+++ Available data

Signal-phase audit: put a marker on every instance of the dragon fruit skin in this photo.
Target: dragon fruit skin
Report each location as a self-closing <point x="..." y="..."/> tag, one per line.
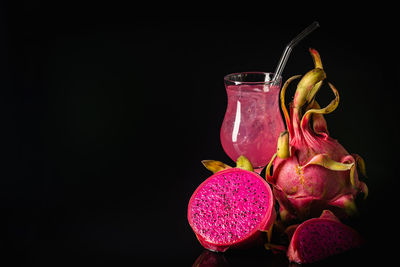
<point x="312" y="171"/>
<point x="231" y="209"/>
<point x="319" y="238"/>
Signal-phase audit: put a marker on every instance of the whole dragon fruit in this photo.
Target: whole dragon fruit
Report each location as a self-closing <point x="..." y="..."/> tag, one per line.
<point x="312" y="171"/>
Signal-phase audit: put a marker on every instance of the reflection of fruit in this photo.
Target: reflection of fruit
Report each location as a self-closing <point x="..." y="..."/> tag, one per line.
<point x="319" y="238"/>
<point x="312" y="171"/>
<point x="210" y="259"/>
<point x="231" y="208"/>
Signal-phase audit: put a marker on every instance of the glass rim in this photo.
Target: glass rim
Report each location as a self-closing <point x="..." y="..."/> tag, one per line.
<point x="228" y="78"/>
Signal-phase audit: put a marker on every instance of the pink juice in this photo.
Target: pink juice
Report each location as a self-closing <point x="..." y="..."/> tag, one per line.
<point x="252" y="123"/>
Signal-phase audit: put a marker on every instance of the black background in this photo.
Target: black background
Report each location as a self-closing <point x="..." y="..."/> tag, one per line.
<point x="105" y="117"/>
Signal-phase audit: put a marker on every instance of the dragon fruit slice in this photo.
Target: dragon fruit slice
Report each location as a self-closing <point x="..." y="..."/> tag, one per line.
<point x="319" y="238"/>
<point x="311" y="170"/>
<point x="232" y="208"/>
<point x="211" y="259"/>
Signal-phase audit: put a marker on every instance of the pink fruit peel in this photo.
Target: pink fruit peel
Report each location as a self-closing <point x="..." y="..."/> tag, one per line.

++++++
+++ Available data

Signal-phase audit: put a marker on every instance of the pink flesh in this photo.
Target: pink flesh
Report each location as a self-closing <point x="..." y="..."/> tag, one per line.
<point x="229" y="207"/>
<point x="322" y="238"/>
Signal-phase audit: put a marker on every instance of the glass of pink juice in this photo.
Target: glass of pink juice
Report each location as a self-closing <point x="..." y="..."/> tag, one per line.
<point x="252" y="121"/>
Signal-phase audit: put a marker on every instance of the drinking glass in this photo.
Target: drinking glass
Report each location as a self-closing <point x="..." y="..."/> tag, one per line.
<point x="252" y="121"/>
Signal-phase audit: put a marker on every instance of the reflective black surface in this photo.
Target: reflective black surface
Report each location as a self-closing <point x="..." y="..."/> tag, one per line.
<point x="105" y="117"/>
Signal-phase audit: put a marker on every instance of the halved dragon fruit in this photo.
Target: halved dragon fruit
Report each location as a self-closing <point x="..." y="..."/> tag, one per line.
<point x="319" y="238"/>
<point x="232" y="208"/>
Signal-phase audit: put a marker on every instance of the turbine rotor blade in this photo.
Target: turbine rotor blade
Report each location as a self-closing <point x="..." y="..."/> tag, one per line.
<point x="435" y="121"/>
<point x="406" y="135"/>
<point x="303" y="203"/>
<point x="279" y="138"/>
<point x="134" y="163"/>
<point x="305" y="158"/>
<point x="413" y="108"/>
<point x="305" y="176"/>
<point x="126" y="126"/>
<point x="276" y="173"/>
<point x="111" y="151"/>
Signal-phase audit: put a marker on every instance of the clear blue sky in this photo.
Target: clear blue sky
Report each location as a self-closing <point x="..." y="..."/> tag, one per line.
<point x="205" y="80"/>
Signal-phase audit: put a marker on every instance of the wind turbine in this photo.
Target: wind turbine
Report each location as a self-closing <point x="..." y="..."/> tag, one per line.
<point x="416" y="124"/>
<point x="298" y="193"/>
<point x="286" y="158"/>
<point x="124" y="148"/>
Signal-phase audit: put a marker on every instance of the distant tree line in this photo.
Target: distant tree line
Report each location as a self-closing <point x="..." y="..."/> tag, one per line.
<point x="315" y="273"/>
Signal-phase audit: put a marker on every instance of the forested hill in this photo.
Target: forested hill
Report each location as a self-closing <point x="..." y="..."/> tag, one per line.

++++++
+++ Available data

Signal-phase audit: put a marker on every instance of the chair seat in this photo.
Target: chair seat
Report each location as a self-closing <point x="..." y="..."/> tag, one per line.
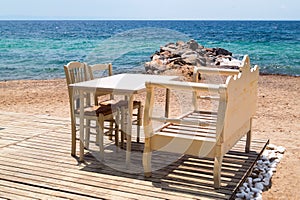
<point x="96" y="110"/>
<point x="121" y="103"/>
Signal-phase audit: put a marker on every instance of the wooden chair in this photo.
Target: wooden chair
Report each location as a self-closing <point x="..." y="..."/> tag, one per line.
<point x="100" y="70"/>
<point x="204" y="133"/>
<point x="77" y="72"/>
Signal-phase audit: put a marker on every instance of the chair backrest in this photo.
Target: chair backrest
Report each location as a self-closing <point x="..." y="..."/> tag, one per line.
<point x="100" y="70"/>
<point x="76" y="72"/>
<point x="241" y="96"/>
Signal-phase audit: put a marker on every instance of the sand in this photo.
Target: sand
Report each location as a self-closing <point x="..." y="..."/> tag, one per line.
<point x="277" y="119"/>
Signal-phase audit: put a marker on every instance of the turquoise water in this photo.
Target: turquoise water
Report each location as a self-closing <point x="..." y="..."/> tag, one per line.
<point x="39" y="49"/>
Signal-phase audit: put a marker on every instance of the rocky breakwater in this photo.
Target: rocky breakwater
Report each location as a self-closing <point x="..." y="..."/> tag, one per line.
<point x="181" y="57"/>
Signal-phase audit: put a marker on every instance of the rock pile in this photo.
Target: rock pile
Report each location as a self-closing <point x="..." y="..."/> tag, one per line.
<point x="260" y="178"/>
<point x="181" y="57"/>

++++++

Directions:
Which lines hold the string "turbine"? Copy all of them from the data above.

Response to the task:
Signal-phase audit: put a marker on every instance of the turbine rotor blade in this photo.
Target: turbine rotor blade
Signal-phase audit: put a marker on every instance of the wind turbine in this photo.
Target: wind turbine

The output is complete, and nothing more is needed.